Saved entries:
______________________________

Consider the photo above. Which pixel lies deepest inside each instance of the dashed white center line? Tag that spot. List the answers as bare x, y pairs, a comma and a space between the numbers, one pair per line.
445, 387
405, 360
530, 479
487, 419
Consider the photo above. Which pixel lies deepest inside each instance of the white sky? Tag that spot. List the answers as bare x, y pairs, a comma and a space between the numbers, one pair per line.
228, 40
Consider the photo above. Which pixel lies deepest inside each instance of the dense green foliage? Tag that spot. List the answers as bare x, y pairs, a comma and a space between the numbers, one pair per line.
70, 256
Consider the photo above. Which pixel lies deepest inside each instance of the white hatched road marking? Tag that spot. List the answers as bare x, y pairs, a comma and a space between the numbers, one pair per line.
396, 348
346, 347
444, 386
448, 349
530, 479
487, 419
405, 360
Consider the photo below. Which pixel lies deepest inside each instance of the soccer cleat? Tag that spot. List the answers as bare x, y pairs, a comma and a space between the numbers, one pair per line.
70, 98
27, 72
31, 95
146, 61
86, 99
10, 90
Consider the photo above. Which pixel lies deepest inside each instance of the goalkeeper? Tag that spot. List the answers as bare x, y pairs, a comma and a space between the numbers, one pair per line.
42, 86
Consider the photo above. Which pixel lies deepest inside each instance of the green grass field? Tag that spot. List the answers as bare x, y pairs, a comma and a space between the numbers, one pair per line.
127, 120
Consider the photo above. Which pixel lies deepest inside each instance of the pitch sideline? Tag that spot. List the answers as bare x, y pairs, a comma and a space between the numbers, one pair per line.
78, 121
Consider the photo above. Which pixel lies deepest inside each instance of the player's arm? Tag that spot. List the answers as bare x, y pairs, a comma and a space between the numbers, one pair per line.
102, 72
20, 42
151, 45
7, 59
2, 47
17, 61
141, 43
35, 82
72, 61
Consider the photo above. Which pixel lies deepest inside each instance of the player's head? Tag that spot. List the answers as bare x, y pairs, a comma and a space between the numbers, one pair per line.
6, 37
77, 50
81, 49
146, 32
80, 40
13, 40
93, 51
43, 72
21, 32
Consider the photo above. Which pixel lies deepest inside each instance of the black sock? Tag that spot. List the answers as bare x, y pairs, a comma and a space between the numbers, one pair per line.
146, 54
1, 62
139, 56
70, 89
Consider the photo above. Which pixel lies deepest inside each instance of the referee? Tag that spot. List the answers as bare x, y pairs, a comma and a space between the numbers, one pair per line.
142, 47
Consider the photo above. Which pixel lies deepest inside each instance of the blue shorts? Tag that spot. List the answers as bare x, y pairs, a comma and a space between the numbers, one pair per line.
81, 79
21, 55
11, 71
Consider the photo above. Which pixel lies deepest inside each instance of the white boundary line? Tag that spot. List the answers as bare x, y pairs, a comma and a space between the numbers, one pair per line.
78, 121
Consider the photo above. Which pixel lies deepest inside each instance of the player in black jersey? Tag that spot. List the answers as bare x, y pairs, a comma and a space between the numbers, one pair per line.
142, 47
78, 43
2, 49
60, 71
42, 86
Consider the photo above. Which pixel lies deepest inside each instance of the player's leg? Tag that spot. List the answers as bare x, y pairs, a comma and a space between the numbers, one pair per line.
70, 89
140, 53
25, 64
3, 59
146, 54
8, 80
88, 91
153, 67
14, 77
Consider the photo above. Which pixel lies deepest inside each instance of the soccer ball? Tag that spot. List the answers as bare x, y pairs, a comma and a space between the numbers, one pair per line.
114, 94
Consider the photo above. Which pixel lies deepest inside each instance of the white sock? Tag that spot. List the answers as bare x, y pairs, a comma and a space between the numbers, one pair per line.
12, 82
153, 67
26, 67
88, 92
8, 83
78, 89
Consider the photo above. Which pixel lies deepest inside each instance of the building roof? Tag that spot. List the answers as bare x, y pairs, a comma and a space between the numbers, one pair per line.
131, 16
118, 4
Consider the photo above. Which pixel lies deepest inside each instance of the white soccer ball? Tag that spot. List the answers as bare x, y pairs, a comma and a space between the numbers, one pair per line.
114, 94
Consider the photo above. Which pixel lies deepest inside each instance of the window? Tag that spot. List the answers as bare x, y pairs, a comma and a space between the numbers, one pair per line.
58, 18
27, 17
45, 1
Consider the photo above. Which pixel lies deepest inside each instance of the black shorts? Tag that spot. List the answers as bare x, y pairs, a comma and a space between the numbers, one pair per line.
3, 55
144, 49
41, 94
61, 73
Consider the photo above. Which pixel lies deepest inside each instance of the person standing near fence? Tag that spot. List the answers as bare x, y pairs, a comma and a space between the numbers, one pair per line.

______________________________

### What to produce
Exactly as they appear above, give the entries again.

### Response area
Consider the photo above. Which pixel lies deepest inside each instance of the dashed white center line? Tag that spot. List the answers as bare x, y pairs, a comma and a space between the numbers, one pair per line.
445, 387
405, 360
530, 479
487, 419
Consider the photo above. Which pixel lies deepest inside each instance of the white sky? Tag that spot. List the answers as bare x, y pairs, a comma and a space between the numbers, one pair per line.
228, 40
Consider the photo above. Which pixel lies deepest inside each instance of the dense green foliage? Tag that spot. List the answers as bare x, y pairs, a comma and a space between the numbers, one pair per line.
70, 256
Consider the photo above. Which pixel lies deepest inside each instance of the white hatched road marking? Tag that spot. List the answers as bare x, y pairs, a comma and a space between the numbers, one pair per line.
396, 348
346, 347
444, 386
448, 349
530, 479
487, 419
405, 360
Consider the photo below. Which pixel lies deepest inside each instance of the soccer cleat? Tag that spot. List the answers as bare x, y pairs, a comma and a space between the numbers, one pair per line.
70, 98
27, 72
31, 95
146, 61
86, 99
10, 90
Consider the photo above. Which pixel lies deepest inside each instance of the goalkeeper? Tag that spot. List the answers as bare x, y pairs, a comma and a space between the numbers, one pair per line.
42, 86
Consider the photo above. Which pixel lies deepest inside each instance of the green grass field? Tag that spot. List the answers as bare x, y pairs, a comma and a space between the numbers, one pair per line.
127, 120
Consider the photo above. Which pixel lies deepest inside each instance of the pitch sideline? Tag that spot. List the answers as bare x, y pairs, a comma and a space between the numbers, one pair per line.
78, 121
Consider the photo above. Which pixel lies deepest inside each instance of the player's arm? Tag that spot. List the answers as bare x, y pairs, a comma and a space between the numbers, one pair per line.
102, 72
20, 42
151, 45
7, 59
2, 47
17, 61
141, 43
35, 82
72, 61
Consider the photo above. Which pixel lies deepest inside each instance of the player's head? Tag that spot. List the answers as bare x, y pairs, a comma and a space between the numbers, one pair per line.
6, 37
77, 50
81, 49
146, 32
80, 40
13, 40
93, 51
43, 72
21, 32
Consider the photo above. Which pixel lies deepest inside each instance of the black sock? Tag that spot. List the answers as bare x, y pairs, a comma and a space between the numbers, one pair per line.
146, 54
1, 62
139, 56
70, 89
Consider the photo above. Which pixel lies deepest inside each instance of the referee? Tag that spot. List the answers as bare x, y pairs, a comma and a space between the numbers, one pair per line.
142, 47
Consider the photo above. Which pixel lies deepest inside each instance of the blue shorts? Tag that spot. List the answers as bare x, y pairs, a comma and a space between the numbers, one pair per line.
81, 79
21, 55
11, 71
Consider the photo above. Which pixel lies deepest inside each instance of the white boundary line? Tag that spot. List the answers as bare x, y pairs, a comma and a space between the numbers, one pair per line.
78, 121
Consider the photo above. Which pixel lies deepest inside each instance of the player in black jersey? Tag that spot. List the answers as bare x, y pairs, a comma and a space between the numbers, one pair per line.
142, 47
78, 43
2, 49
60, 71
42, 86
Consider the photo above. Which pixel lies deepest inside each instance of the player's leg? Tag that spot. List the answers as bare x, y pairs, a comma and a space between the numbers, one pair per line.
70, 89
140, 53
25, 64
3, 59
146, 54
8, 80
88, 91
153, 67
14, 77
Consider the photo above. Which pixel lies deepest inside each instance of the soccer ball? Tag that spot. List the answers as bare x, y pairs, a comma and a space between the numbers, one pair per line.
114, 94
Consider the photo above. Which pixel lies deepest inside each instance of the white sock? Tag that spot. List the answers as bare x, y pairs, a comma and a space between the numbers, one pair per line.
12, 82
153, 67
26, 67
88, 92
8, 83
78, 89
Consider the photo above. Which pixel lies deepest inside each instance of the building roof? Tag that spot. List the answers as bare x, y pairs, a comma and a space between the numbers, one pair per line.
131, 16
118, 4
Consider the photo above. Which pixel lies deepest inside each instance of the white soccer ball? Tag that spot. List the answers as bare x, y pairs, a comma and a space between the numbers, one pair per line.
114, 94
Consider the photo above. Which pixel lies deepest inside each instance of the window? Tag that spot. List the answers as bare x, y pairs, a comma and a space between the numbers, one pair per line.
58, 18
27, 17
45, 1
Consider the photo above. Which pixel lies deepest inside each instance of the black shorts? Tag that spot. List the answers as bare x, y pairs, a comma and a space between the numbers, one pair per line.
3, 55
144, 49
41, 94
61, 73
Consider the photo above. Which pixel lies deepest inside each instance of the person standing near fence? Tag that spot. List the answers as bare x, y pairs, a comma and a space between the numbers, one pair per line.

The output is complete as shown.